When an object is shown deforming (as in Paulun et al., 2017), the magnitude of deformation can be inferred by comparing the final state of the object with its initial state (Schmidt & Fleming, 2016). In contrast (as in the current study), determining that an unfamiliar, static shape has been deformed from some unseen original shape is nontrivial. Despite this, the correlation between deformation and perceived softness indicates that participants can detect certain telltale signatures of deformation in the shapes. This is supported by relatively low softness and deformation ratings for base objects, suggesting that participants establish some internal prototype from generic assumptions about the shape of untransformed objects (e.g., symmetric, within a typical range of width-to-height ratios, parts of similar length and thickness) and from adjustments to the stimulus set at hand. 
On the other hand, that the correlation is low shows that the way we calculated physical deformation might not be optimal for our range of stimuli. For example, the mean deformation of Transformation B of base Object 1 (Figure 11A) seems to reflect well the perceived transformation, that is, a stretch of the object's “head.” However, in Transformation C of base Object 1 (Figure 11B), the largest calculated average deformation is at the tip of the left limb, because its vertices are farthest away from their original positions in Euclidian terms. However, observers might perceive the concavity on the object's right side as the area of the largest deformation because this part has changed its shape and not just its position (from straight to curved). Thus, in our stimuli, the area and magnitude of perceived deformation might be different from the area and magnitude of physical mesh deformation based on Euclidean distance.

■ **WHAT TO WORK ON**:
1 – In the passage on perceived deformation, why is the largest calculated average deformation in Transformation C of base Object 1 located at the tip of the left limb? Answer in one to three sentences.
2 – According to the passage on perceived deformation, what part of the object is stretched in Transformation B of base Object 1?
3 – In the passage on perceived deformation, rewrite the section from "When an object" up to and including "set at hand.", replacing "participants" with "observers".
These lines come from a separate source.

■ **LISTED ENTRIES**:

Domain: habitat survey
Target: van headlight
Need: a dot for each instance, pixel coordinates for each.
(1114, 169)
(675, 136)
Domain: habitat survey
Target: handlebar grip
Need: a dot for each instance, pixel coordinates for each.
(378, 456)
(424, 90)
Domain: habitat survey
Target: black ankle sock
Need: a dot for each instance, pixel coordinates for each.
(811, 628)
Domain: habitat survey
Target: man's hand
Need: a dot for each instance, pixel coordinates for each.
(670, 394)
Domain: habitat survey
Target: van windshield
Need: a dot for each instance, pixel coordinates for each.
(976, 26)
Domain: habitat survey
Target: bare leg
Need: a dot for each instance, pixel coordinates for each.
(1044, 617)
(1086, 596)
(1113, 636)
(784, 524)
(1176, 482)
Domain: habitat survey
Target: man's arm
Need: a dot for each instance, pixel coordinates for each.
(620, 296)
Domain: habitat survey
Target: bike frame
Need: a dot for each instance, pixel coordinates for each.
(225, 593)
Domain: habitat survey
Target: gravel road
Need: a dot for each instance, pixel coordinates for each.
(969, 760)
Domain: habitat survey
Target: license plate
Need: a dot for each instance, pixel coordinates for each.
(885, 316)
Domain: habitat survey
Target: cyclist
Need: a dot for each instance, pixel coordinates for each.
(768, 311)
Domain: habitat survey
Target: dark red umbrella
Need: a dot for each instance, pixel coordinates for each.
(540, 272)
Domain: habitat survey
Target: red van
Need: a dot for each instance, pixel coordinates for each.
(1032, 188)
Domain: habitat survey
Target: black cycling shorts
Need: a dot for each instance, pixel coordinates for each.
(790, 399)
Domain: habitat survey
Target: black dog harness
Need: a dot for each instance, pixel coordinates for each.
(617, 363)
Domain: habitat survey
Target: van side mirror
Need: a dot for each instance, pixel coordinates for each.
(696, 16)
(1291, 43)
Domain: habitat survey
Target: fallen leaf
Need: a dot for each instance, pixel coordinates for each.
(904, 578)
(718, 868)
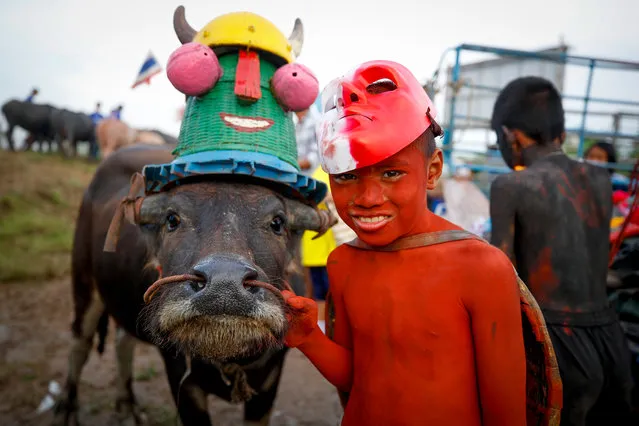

■ **RESPONSES IN ORDER**:
1 – The vertices at the tip of the left limb have moved farthest from their original positions in Euclidean terms. That makes their calculated average deformation the largest.

2 – The object's "head."

3 –
When an object is shown deforming (as in Paulun et al., 2017), the magnitude of deformation can be inferred by comparing the final state of the object with its initial state (Schmidt & Fleming, 2016). In contrast (as in the current study), determining that an unfamiliar, static shape has been deformed from some unseen original shape is nontrivial. Despite this, the correlation between deformation and perceived softness indicates that observers can detect certain telltale signatures of deformation in the shapes. This is supported by relatively low softness and deformation ratings for base objects, suggesting that observers establish some internal prototype from generic assumptions about the shape of untransformed objects (e.g., symmetric, within a typical range of width-to-height ratios, parts of similar length and thickness) and from adjustments to the stimulus set at hand.